Exercise directions: Gather each line containing the string "below" from these entries.

Provided material:

***

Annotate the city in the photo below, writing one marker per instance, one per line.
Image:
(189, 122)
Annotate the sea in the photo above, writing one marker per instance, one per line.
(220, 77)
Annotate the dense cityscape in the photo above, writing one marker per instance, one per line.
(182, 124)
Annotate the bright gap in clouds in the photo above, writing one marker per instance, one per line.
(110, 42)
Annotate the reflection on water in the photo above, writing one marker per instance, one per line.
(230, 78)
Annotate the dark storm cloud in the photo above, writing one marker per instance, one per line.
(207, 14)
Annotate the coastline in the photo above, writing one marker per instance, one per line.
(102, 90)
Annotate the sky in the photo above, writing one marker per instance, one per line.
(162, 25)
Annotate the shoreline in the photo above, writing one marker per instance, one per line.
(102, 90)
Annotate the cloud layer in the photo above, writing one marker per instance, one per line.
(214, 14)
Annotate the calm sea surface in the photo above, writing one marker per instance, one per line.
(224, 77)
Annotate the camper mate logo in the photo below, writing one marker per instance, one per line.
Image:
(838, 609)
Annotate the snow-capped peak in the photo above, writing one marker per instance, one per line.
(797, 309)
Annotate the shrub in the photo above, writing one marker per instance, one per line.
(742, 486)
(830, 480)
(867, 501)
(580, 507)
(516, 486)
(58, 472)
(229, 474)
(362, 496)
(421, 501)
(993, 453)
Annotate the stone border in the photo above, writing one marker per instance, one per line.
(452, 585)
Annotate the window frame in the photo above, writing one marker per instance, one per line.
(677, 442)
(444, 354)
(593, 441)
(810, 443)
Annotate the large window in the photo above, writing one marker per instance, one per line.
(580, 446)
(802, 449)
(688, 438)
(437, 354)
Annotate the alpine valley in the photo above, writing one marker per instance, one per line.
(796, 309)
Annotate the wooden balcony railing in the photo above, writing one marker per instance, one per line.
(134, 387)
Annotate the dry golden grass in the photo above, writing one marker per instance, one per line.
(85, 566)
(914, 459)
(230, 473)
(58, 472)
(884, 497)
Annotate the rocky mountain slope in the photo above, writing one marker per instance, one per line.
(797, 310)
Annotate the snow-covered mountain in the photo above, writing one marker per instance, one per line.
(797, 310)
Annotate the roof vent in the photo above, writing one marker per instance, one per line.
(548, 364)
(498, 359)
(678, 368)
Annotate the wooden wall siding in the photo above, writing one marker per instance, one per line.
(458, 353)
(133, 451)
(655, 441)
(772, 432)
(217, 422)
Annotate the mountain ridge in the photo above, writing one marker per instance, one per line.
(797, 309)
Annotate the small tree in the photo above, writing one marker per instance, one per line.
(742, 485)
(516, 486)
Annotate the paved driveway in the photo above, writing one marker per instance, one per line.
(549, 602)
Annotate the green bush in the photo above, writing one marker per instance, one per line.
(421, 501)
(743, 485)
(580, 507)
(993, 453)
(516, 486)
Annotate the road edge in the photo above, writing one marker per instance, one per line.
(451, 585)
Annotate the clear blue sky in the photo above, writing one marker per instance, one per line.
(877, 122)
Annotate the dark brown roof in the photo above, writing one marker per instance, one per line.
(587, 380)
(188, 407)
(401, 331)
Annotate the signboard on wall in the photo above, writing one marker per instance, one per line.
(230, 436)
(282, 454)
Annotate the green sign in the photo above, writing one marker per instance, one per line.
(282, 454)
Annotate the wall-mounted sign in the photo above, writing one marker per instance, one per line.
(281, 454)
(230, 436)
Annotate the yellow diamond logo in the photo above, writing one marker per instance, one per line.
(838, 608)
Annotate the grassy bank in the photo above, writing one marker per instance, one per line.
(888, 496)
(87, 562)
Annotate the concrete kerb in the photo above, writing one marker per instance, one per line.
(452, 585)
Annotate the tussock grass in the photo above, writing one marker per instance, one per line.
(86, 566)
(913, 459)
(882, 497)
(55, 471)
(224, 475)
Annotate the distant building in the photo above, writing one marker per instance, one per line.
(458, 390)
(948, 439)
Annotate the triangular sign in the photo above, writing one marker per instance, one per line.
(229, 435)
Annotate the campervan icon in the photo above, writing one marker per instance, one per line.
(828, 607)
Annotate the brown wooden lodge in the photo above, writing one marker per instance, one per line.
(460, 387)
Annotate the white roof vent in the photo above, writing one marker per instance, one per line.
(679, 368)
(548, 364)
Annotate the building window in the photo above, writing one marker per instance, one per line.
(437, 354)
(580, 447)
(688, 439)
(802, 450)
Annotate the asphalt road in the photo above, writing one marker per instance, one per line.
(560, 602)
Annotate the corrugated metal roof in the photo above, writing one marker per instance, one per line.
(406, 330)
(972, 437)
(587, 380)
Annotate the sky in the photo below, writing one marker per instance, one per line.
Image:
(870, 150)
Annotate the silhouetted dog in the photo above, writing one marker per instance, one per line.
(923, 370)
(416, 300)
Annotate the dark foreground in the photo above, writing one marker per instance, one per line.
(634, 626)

***

Exercise response:
Annotate the city in the photo below, writing one marker per instance, one per line.
Annotate the camper mate logo in the photo below, writing one marker per instance, one per line.
Annotate the sky in the photo below, writing one marker per instance, one per line.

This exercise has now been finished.